Goal>
Reproduce each of the following lines word for word, keeping their order.
----
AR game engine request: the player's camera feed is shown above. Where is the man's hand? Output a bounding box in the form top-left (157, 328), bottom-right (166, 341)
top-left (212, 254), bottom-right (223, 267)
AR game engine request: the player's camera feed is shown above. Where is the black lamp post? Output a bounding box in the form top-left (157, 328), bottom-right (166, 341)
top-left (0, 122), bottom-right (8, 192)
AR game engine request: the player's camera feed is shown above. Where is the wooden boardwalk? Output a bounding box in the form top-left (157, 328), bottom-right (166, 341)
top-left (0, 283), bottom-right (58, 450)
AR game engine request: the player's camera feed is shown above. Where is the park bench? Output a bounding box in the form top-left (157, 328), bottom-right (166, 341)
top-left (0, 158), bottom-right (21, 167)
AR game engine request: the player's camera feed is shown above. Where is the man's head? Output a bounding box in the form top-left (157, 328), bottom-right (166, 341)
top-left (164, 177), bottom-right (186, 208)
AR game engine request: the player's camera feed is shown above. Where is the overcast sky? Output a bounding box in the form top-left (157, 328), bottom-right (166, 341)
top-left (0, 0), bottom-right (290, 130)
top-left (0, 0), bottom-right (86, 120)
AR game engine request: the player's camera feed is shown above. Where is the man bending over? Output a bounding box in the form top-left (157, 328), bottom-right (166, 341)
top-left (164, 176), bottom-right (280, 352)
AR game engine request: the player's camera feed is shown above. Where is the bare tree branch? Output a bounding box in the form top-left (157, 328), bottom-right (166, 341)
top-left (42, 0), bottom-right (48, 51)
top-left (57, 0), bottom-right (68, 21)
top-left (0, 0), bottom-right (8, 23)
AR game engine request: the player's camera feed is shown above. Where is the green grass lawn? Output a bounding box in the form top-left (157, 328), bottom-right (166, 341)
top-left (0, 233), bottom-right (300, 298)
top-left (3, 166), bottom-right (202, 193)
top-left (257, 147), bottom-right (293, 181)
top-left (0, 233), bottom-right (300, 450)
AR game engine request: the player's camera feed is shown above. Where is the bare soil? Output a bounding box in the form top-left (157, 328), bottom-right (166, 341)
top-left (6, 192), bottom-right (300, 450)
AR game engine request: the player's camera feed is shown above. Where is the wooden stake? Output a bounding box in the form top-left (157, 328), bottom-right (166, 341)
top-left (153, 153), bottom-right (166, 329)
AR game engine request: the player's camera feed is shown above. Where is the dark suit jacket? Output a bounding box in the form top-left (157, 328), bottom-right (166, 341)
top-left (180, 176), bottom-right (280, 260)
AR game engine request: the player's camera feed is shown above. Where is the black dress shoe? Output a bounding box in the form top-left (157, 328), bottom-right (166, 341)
----
Written response>
AR game engine request: the player's camera feed is shown above. Where is the man's hand? Output a bounding box in the form top-left (157, 328), bottom-right (166, 341)
top-left (212, 254), bottom-right (223, 267)
AR game engine request: the player's camera feed is shown above. Where is the black lamp post? Output a bounding box in the form top-left (157, 328), bottom-right (166, 341)
top-left (0, 122), bottom-right (8, 192)
AR game engine request: the player's camera feed is shown above. Where is the wooden boardwalk? Output a bounding box in the form top-left (157, 328), bottom-right (166, 341)
top-left (0, 283), bottom-right (58, 450)
AR game engine request: the player's camera feed is shown above. Where is the park bench? Output a bounding box in the form top-left (157, 328), bottom-right (166, 341)
top-left (0, 158), bottom-right (21, 167)
AR game engine request: the player's camera feed is shown above. Where is the man's head? Output a bounding box in the form top-left (157, 328), bottom-right (166, 341)
top-left (164, 177), bottom-right (186, 208)
AR game engine request: the player's camera feed is shown above. Where is the overcast sky? Output a bounding box in the form top-left (157, 328), bottom-right (166, 341)
top-left (0, 0), bottom-right (290, 130)
top-left (0, 0), bottom-right (86, 120)
AR game engine request: the player's camera feed is shown above. Where is the man bending over? Output a bounding box in the form top-left (157, 328), bottom-right (166, 341)
top-left (164, 176), bottom-right (280, 352)
AR game engine request: the player's camera feed is shown above. Where is the bare tree branch? Output a bounding box in the form top-left (157, 328), bottom-right (166, 341)
top-left (42, 0), bottom-right (48, 51)
top-left (57, 0), bottom-right (68, 21)
top-left (0, 0), bottom-right (8, 23)
AR game engine request: the player's camera feed is shown above. Where is the green grass lawn? Output a bounding box in the form top-left (157, 328), bottom-right (166, 341)
top-left (0, 233), bottom-right (300, 298)
top-left (3, 166), bottom-right (202, 193)
top-left (257, 147), bottom-right (293, 181)
top-left (0, 233), bottom-right (300, 450)
AR game engine request: the player's camera feed is shown above. Where is the bare soil? Output a bounding box in the form top-left (157, 328), bottom-right (166, 341)
top-left (6, 192), bottom-right (300, 450)
AR game engine request: the player's camera feed is shown above. Where is the wooden stake? Output a bounding box in the form top-left (157, 328), bottom-right (166, 341)
top-left (153, 153), bottom-right (166, 329)
AR game engine request: the player's camera feed is shown above. Where is the dark suit jacket? Output a bounding box in the form top-left (157, 328), bottom-right (166, 341)
top-left (180, 176), bottom-right (280, 260)
AR game engine request: the player's camera feed is shown above. Where is the black dress shoe? Output a bounding box in the form top-left (157, 328), bottom-right (166, 341)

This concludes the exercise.